• Tareas:
1. Nombra los términos que, según el texto sobre el flâneur, se acercan en Bolivia al flâneur francés.
2. Contesta estas preguntas sobre el texto sobre el flâneur:
(a) ¿Dónde y en qué siglo nace esta actividad?
(b) ¿Con el ruido de qué cosas está contaminado todo?
(c) ¿En qué lugares se puede contemplar el transcurrir del tiempo?

• Fragmento elegido:
= = =

UN FLÂNEUR POR LA CIUDAD

El flâneur no existe en Bolivia. Y se entiende. Las distancias son cortas, los espacios reducidos y las laderas, incansables. Tampoco hay lugares para descansar o distraer la mirada. Todo está saturado. Todo está contaminado con el ruido de los petardos o las bocinas a lo lejos. La calma, en la ciudad de los ladrillos, se disipa y el caos se hace presente.

Esta actividad —para entendernos— nace en la Francia del siglo XIX, donde se expande la ciudad y la modernidad; donde los ojos se posan en los cambios del escenario en el teatro del mundo y el olor del café nos invita a mirar y ser mirados tras el escaparate. Mientras agarramos un calidoscopio con lentes sucios. El flâneur olea de lo negativo del vagabundo a lo positivo de la contemplación por las manos de los filósofos-poetas.

En la ciudad de los ladridos, todos corren por la trancadera que se extiende, por el bloqueo que se avecina, por la hora boliviana que te atraviesa. No hay modo de contemplar el transcurrir del tiempo, salvo en los miradores con una distancia que no te ayuda a vivir la ciudad.

fotografía por Jesús Eduardo Oña
fotografía por Jesús Eduardo Oña

El término que se acerca al flâneur francés en Bolivia es: el callejero, el pata-y-perro, la gallina-sin-guato. Imágenes que develan su raíz en un país con profunda migración interna. De espacios reducidos en callecitas de una ciudad chica. El callejero es el sin trabajo, el despeinado, el boleado, el desplazado, el vilipendiado. El que se hizo hombre en la calle por las peleas continuas y no en la casa donde reinaba el trabajo nocturno, el hombre callado, el padre ausente. La familia rota.

= = =

(Entradas de la colección)
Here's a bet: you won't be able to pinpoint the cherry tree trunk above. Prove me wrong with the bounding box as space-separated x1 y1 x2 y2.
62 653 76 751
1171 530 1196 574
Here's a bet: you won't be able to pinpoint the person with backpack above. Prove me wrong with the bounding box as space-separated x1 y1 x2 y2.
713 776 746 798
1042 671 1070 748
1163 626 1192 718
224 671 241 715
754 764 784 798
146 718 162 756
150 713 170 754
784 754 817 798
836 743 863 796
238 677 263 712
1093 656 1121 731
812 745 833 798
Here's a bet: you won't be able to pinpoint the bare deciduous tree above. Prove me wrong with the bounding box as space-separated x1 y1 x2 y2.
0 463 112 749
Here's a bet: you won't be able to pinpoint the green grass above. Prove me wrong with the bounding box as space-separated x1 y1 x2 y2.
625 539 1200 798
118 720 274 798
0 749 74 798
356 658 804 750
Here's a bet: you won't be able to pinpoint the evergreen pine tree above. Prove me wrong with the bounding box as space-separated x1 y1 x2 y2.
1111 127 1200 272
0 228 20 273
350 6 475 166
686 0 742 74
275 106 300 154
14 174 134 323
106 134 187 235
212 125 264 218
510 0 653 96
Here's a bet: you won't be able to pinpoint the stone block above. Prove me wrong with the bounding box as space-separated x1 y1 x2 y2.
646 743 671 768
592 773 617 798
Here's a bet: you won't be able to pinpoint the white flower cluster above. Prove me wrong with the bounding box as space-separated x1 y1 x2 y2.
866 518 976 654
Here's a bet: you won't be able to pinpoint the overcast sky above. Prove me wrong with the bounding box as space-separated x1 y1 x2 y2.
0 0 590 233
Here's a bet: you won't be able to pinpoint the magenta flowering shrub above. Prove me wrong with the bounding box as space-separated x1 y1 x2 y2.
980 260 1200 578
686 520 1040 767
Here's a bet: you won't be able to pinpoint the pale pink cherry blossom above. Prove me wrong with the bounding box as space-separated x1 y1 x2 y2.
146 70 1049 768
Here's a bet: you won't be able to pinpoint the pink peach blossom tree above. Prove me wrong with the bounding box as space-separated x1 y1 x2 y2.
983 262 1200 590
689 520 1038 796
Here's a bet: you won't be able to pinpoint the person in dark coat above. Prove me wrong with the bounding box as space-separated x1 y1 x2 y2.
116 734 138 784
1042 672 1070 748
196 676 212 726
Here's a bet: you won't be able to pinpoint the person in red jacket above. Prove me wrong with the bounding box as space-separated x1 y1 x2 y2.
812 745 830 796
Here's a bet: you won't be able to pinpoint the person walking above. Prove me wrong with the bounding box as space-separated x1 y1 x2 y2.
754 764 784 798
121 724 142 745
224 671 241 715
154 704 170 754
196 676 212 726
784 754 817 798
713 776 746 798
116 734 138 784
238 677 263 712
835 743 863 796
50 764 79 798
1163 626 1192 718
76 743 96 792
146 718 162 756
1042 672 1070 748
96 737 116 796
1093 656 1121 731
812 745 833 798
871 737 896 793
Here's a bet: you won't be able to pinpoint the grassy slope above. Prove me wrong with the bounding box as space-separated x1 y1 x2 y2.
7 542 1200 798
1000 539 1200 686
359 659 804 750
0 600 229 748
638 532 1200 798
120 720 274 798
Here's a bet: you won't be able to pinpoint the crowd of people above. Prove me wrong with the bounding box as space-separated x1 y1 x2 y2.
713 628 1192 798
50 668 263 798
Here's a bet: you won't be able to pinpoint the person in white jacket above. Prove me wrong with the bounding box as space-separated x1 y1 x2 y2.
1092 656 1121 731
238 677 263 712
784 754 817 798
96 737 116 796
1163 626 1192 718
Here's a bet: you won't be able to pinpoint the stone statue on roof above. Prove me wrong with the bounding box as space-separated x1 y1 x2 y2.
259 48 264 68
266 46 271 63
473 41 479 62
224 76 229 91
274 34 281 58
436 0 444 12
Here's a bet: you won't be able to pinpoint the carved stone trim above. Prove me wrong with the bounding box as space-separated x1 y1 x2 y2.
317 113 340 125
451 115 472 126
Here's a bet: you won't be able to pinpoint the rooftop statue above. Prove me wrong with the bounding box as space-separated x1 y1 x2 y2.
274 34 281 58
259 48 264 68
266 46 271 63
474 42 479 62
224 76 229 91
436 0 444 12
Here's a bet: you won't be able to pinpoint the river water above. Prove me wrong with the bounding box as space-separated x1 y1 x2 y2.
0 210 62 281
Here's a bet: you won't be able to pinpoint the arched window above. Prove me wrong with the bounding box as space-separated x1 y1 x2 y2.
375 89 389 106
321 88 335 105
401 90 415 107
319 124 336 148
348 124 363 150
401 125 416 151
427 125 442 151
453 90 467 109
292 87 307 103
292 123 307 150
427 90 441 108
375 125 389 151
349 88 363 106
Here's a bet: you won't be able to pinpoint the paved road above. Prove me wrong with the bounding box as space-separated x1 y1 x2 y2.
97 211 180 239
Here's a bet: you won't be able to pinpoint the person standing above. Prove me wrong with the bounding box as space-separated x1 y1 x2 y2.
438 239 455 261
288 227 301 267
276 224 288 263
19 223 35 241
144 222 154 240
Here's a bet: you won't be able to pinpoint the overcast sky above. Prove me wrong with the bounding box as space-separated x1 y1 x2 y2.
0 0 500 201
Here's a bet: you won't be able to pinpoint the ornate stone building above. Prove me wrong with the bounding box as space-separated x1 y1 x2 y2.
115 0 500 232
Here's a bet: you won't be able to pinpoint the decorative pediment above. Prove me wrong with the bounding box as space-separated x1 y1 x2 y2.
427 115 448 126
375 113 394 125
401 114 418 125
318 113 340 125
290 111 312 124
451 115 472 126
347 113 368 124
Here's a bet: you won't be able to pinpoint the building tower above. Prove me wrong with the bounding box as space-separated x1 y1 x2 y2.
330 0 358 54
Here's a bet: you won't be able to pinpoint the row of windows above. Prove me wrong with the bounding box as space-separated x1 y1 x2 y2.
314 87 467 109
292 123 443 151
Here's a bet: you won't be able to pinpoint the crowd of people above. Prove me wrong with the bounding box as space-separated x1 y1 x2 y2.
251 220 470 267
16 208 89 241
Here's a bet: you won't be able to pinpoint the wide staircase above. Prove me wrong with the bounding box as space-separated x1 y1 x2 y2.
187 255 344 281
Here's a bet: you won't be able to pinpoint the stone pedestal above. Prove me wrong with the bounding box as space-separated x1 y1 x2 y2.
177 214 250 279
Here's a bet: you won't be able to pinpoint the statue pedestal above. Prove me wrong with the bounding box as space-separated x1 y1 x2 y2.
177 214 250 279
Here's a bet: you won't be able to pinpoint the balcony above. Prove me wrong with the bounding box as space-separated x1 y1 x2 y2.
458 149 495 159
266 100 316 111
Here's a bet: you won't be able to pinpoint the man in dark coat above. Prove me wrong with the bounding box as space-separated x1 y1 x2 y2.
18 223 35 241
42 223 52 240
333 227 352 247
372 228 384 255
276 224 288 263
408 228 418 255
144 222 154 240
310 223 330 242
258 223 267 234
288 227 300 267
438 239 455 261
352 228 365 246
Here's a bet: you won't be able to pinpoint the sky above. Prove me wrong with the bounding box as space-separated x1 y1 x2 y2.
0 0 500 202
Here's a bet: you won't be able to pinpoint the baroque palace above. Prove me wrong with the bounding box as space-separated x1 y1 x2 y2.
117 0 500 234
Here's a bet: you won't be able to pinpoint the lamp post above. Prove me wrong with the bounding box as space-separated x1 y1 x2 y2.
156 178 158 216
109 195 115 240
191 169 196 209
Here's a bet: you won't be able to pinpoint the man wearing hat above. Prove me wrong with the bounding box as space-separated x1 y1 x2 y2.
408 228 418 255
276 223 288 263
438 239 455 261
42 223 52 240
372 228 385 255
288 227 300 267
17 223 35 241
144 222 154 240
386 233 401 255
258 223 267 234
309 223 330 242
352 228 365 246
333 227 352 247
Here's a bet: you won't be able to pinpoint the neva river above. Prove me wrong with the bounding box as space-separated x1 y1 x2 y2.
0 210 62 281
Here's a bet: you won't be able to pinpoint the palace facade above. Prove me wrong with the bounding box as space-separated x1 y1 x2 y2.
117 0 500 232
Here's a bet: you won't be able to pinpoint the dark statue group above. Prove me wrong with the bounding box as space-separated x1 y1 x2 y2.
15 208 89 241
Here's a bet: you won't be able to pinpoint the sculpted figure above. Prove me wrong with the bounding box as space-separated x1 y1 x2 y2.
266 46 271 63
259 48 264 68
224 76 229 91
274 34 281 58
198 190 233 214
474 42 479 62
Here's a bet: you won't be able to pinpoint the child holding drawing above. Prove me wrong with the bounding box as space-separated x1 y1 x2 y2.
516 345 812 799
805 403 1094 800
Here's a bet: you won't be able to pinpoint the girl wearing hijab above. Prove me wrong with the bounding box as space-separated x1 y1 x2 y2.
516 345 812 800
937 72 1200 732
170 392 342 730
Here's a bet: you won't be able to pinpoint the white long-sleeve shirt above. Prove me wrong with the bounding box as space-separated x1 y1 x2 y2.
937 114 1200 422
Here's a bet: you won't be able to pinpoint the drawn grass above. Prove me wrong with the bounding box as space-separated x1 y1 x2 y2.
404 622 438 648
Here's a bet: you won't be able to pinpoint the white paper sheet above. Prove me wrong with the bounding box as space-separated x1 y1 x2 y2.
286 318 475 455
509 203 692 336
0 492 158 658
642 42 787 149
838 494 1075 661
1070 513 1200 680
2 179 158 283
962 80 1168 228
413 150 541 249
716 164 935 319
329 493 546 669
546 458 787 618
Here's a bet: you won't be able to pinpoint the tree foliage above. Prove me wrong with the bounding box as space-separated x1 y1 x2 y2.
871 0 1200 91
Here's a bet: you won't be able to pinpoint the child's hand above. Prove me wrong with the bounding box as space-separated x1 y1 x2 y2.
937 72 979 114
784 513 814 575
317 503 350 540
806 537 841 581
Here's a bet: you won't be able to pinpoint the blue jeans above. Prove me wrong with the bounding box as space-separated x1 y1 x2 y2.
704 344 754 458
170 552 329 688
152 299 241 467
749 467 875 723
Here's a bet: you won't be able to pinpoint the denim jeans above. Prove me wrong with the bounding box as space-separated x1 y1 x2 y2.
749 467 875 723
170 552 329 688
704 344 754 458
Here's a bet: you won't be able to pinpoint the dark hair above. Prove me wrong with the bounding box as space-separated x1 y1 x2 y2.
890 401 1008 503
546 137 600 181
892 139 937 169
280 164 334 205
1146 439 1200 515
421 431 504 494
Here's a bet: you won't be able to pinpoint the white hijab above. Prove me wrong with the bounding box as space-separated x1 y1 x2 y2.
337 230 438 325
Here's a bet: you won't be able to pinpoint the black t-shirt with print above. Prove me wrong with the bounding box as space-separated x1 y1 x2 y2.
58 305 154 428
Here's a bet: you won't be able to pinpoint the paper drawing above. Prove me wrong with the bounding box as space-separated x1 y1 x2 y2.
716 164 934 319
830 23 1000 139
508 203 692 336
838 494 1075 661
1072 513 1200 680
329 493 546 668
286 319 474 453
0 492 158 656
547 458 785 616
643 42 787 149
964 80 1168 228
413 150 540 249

= = =

• Respuestas numeradas:
1. el callejero; el pata-y-perro; la gallina-sin-guato

2.
(a) En la Francia del siglo XIX.
(b) Con el ruido de los petardos o las bocinas a lo lejos.
(c) En los miradores.